Supplied passage
..............................
Martin Gore, the co-founder and main songwriter of Depeche Mode is preparing to be haunted by memories during the British group’s world tour, the first after the death of his partner, Andy Fletcher, he said in an interview with AFP on Wednesday.
The sudden death of keyboardist Fletcher in May, after four decades of working together, continues to plague the group. During a press conference in Berlin on Tuesday, they announced the release of a new album, followed by a world tour, their first in five years.
“Andy loved hotel bars. When we travel the world, I’ll see him sitting in hotel bars with a beer in front of him. It’s like I can’t get away from that,” said Gore, 61.
“I understood this when I entered the hotel in Berlin, when I saw the bar where I had seen him so many times, that this would happen again during our next tour,” the musician explained.
“I realized that it would be much more painful than I had imagined,” he acknowledged.
Entitled “Memento Mori,” the group’s 15th studio album will be released in March 2023.
Inspired by both the covid-19 pandemic and the loss of Fletcher, who died at age 60 from a ruptured aorta, the album will be followed by a tour, the group’s 19th, which will begin in March in Sacramento, California, and tour cities such as London, Berlin, and Paris.
“Somehow, his death cemented the title of the album,” Gore explained. “We thought it was a good album title but after he died, it felt really right.”
Depeche Mode has sold over a hundred million records worldwide. Among their biggest hits are “Just can’t get enough”, “Everything Counts”, “Never Let Me Down Again” and “Walking in my Shoes”.
Pioneers of electronic pop in the early 1980s, they made this genre evolve until it opened up to guitars in the 1990s.
Gore said that many songs on the new album were inspired by his 60th birthday and the growing sense of his own mortality.
But he finds comfort in the fact that younger generations also like the band’s songs, both the classics and the newer ones.
“If you have parents who genuinely like a band and listen to their music all the time and it’s average good, their kids will listen to it all the time too,” Gore said.
“It’s one of the best theories to explain why we have so many young people at our shows, and even waiting in front of the hotel to see us. Every time, this is a real surprise,” he added.
For him, the group still considers itself a pioneer of electronic music, a way of not falling into nostalgia.
“We always try to keep up with [technological advances] and it’s always been important for us to have promising young people doing our remixes and keeping us on the cutting edge,” he pointed out.
“I believe that allows us to continue being interesting to the young generation,” he concluded.
..............................
Directions
a – Return the stretch of the Depeche Mode article from "But he finds" through "he pointed out.", copied word for word.
b – In the Depeche Mode article, in which city will the band's new world tour begin?
..............................
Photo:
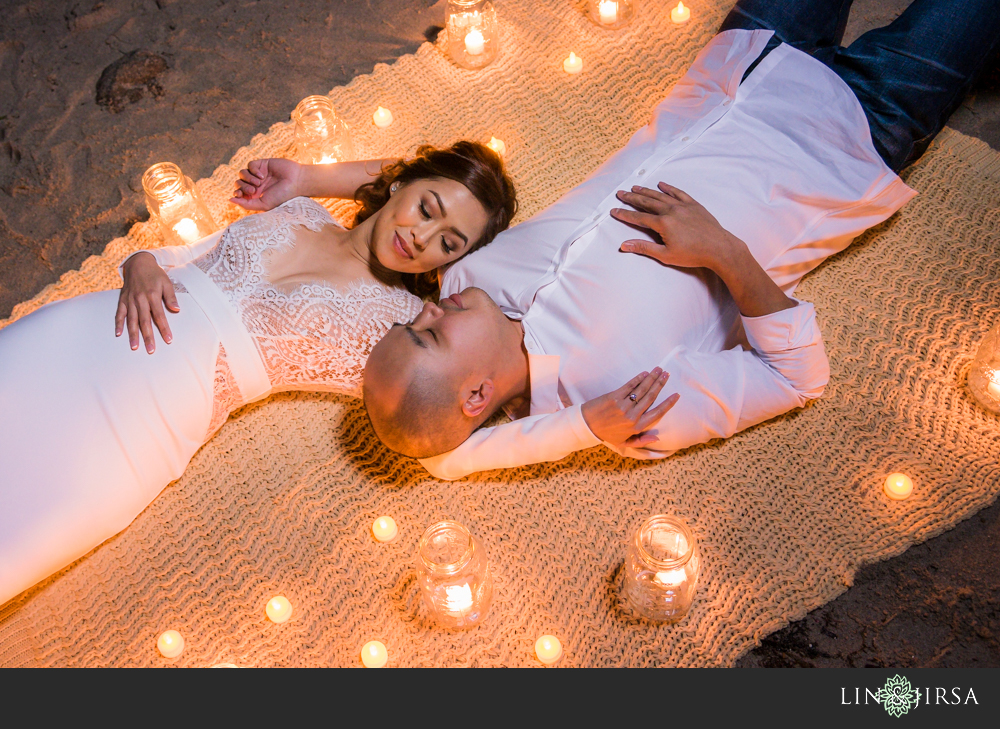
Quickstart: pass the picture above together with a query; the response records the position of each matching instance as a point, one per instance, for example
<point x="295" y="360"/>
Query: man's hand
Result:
<point x="690" y="236"/>
<point x="622" y="417"/>
<point x="266" y="183"/>
<point x="145" y="289"/>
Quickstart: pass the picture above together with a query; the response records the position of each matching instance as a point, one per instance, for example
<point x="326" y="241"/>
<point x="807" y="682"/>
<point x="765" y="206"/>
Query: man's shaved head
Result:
<point x="430" y="383"/>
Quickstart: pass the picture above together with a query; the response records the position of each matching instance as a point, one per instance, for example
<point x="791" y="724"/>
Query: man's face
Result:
<point x="456" y="335"/>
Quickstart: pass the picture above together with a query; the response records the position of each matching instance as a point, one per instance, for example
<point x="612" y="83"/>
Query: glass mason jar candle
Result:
..............................
Results for the exercise
a –
But he finds comfort in the fact that younger generations also like the band’s songs, both the classics and the newer ones.
“If you have parents who genuinely like a band and listen to their music all the time and it’s average good, their kids will listen to it all the time too,” Gore said.
“It’s one of the best theories to explain why we have so many young people at our shows, and even waiting in front of the hotel to see us. Every time, this is a real surprise,” he added.
For him, the group still considers itself a pioneer of electronic music, a way of not falling into nostalgia.
“We always try to keep up with [technological advances] and it’s always been important for us to have promising young people doing our remixes and keeping us on the cutting edge,” he pointed out.

b – Sacramento, California.